TASK TO CARRY OUT - Continue the forum thread about the Exo Terra terrarium build from the point where it currently ends.

SOURCE -

+-------+

# Planted Tanks > Vivariums >  Je®vis Terrarium No.1

## Jervis

Hi guys

Another new project to share  :Smile: 

Tank Specs:
Exo Terra Glass Terrarium PT-2602
PT-2602	30 x 30 x 45 cm	12" x 12" x 18" (WxDxH)

Props:
Exo Terra Rock Terrarium Background
Waterfall
Mist Maker (to be hidden within the waterfall)

----------


## benetay

Looks great! careful of the mist maker. Warms up the tank pretty much.

Cheers!

----------


## Jervis

Went to Thomson this afternoon and bought some plants  :Grin:

----------


## Jervis

> Looks great! careful of the mist maker. Warms up the tank pretty much.
> 
> Cheers!


Yeah I have had previous experience with this Mist Maker... will monitor the temperature and humidity for the next few days.

----------


## Jervis

Basically I just remove the pots carefully and transfer the entire plant (together with the pot substrate) into the tank.





Soaked Sphagnum Moss to fill up the gap  :Smile:

----------


## CK Yeo

flytrap + fertilizer = dead plant.

ck

----------


## Captain Telecredible

Wow ! Another wonderful project. Love the shape of that tank. Once everything fills in, its going to look wonderful.
Cheers !

----------


## Jervis

> flytrap + fertilizer = dead plant.
> 
> ck


Oh I didn't know  :Sad:  Will dilute the substrate tomorrow with plenty of water  :Confused:

----------


## andrewtyr

venus flytrap and pitcher seems like tricky plants to handle

----------


## benetay

Ya please dilute as much as possible, they might get burn from too much fert.

Looking good!

----------


## Jervis

> Wow ! Another wonderful project. Love the shape of that tank. Once everything fills in, its going to look wonderful.
> Cheers !


Thanks! Still new and plenty to learn  :Smile: 




> venus flytrap and pitcher seems like tricky plants to handle


Yeah I read... that's why I try not to mess with the substrate that came with the plant. Right now the substrate is not permanent as it's just stuffed Sphagnum moss. Can easily replace if needed.




> Ya please dilute as much as possible, they might get burn from too much fert.
> 
> Looking good!


Ok will do that first thing in the morning tomorrow...  :Crying:

----------


## Jervis

Here's a look at the lighting... 48W worth of Power Compact  :Smile:  (Illumax). 24W on for 12 hours + 24W for 4 hours only.



Bought some more plant just now... will plant tomorrow morning  :Smile:

----------


## CK Yeo

Usually people stand them in distilled water. Do take note VFT needs dormant period too.

All the heat and enclosed, I hope this tank is in aircon room.

ck

----------


## Jervis

> Usually people stand them in distilled water. Do take note VFT needs dormant period too.
> 
> All the heat and enclosed, I hope this tank is in aircon room.
> 
> ck


I have access to distilled water (our office drinking water)  :Laughing:  And I plan to flood the bottom 2" of the tank permanently. This will keep the upper 2" of the substrate moist at all time. Don't think the 2" will affect the plant roots since they are placed much higher.

What do you guys think?

+-------+

DATA ROWS -

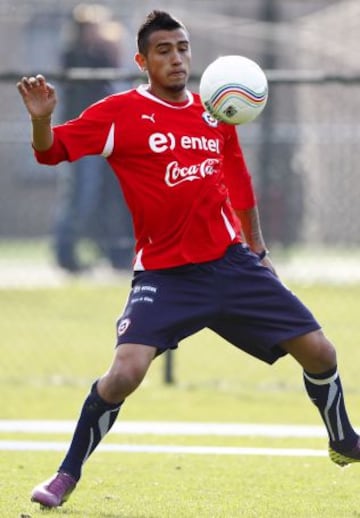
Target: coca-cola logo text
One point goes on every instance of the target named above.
(176, 174)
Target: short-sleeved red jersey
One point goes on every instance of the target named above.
(178, 169)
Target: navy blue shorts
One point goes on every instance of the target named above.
(235, 296)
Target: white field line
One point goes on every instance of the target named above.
(170, 449)
(166, 428)
(170, 428)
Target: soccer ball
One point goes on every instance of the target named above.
(233, 89)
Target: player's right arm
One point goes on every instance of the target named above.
(40, 100)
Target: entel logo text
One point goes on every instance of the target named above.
(161, 142)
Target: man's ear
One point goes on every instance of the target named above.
(140, 61)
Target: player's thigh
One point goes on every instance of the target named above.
(166, 307)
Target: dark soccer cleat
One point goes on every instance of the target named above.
(345, 458)
(55, 491)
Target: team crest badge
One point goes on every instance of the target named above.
(210, 120)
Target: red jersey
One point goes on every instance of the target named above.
(178, 169)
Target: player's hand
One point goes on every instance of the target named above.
(266, 261)
(39, 96)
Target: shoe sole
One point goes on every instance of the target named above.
(340, 459)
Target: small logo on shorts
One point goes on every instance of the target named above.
(123, 325)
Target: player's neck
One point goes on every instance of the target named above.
(169, 95)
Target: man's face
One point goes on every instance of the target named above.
(167, 61)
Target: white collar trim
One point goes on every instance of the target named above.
(143, 90)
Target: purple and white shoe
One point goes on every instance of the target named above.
(55, 491)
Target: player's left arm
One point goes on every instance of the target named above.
(253, 236)
(243, 198)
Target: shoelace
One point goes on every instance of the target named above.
(60, 484)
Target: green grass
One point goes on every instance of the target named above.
(56, 341)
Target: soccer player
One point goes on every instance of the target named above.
(200, 257)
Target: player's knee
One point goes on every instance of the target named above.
(313, 351)
(124, 376)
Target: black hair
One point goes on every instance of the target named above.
(155, 21)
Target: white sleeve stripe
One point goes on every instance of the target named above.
(228, 225)
(109, 144)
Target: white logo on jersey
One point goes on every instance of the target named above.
(161, 142)
(123, 325)
(175, 174)
(149, 117)
(210, 120)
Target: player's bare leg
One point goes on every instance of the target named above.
(322, 382)
(99, 412)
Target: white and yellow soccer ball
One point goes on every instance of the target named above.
(234, 89)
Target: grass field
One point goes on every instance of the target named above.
(56, 341)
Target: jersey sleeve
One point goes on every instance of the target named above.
(236, 174)
(85, 135)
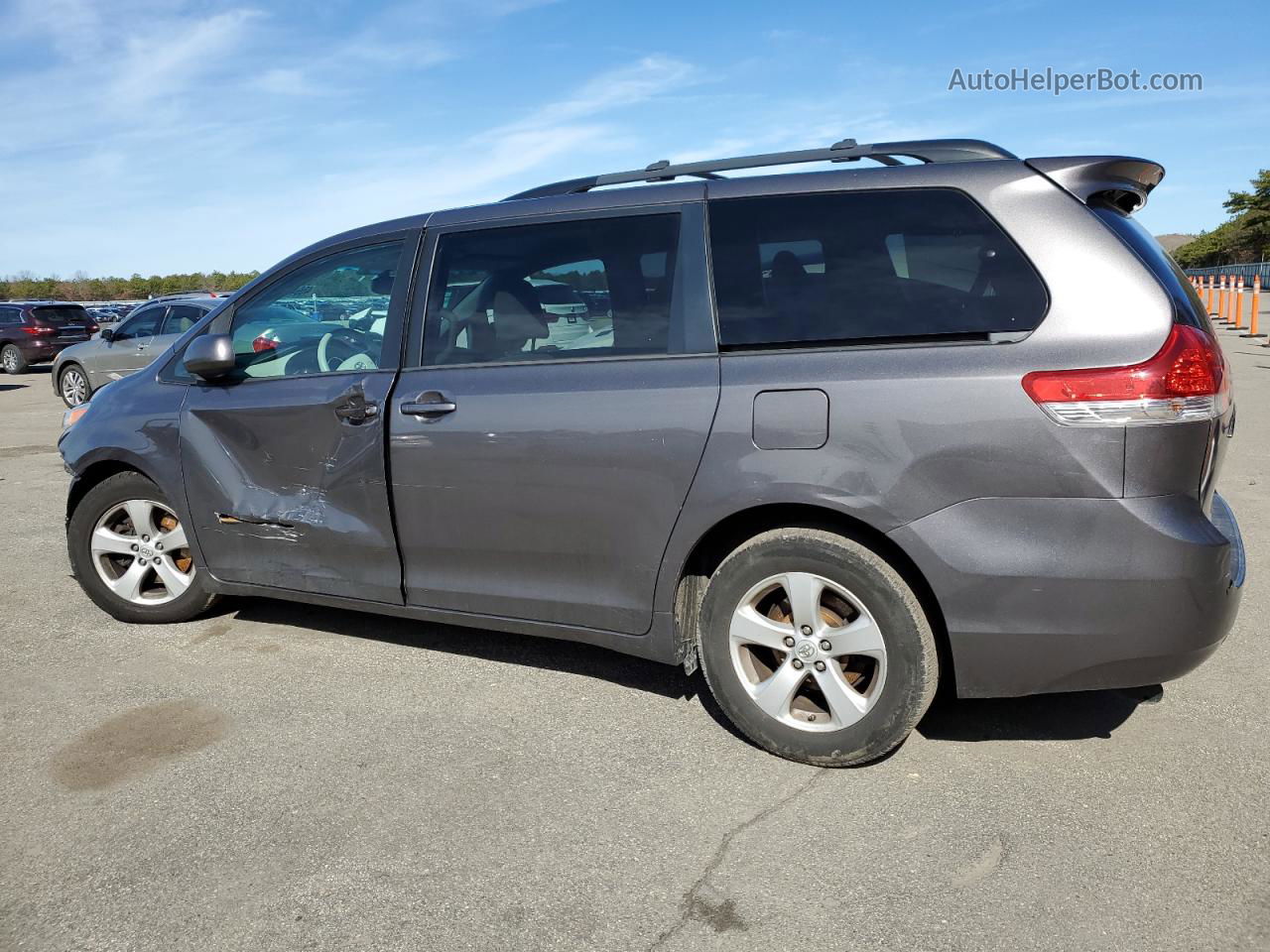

+-------+

EXERCISE RESULT -
Yes ck, air-con during weekdays... I think I need to install a CPU fan (or leave the glass door open) during the weekends  :Huh?:

----------


## Isotope

saracennia + fertilizer = dead plant
vft + fertilizer = deadplant
Saracennia + low light levels = deadplant
Vft + low light levels = dead plant.

U need at least 2 x 55w

----------


## Jervis

> saracennia + fertilizer = dead plant
> vft + fertilizer = deadplant
> Saracennia + low light levels = deadplant
> Vft + low light levels = dead plant.
> 
> U need at least 2 x 55w


Oh dear... they are doomed  :Sad:

----------


## Isotope

What type of mistmaker did u get? Is it on timer? And the mist produced isssit fine?

----------


## Jervis

> What type of mistmaker did u get? Is it on timer? And the mist produced isssit fine?


Something similar to this:
http://www.exo-terra.com/en/products/fogger.php

Currently on timer... actually does it help? I'm putting it in because it's from my previous paludarium project.

----------


## Don90

VFTs have high light requirements. I think sarracenia has high requirements as well.

And all carnivorous plants don't like mediums that are nutrient-rich.

BTW, does the mist maker heat up the terrarium alot?

how many degrees are we talking about?

Anyway, jervis, mind PMing me the price of the mist maker? I was thinking of adding it to my highland terrarium...

----------


## Isotope

not really... The soaked spaghnum and waterfall will increase humidity alot but the mist will be a cool effect. Where did u buy the mist maker? Was it ex??

----------


## Jervis

> not really... The soaked spaghnum and waterfall will increase humidity alot but the mist will be a cool effect. Where did u buy the mist maker? Was it ex??


Bought it from Petmart... around $30+... one of those 'generic' brand. Then I will consider removing the Mist Maker since it is not going to help much.

----------


## Don90

VFTs don't really mind low humidity, since they are known to adapt to it.

I don't know much about sarracenias though...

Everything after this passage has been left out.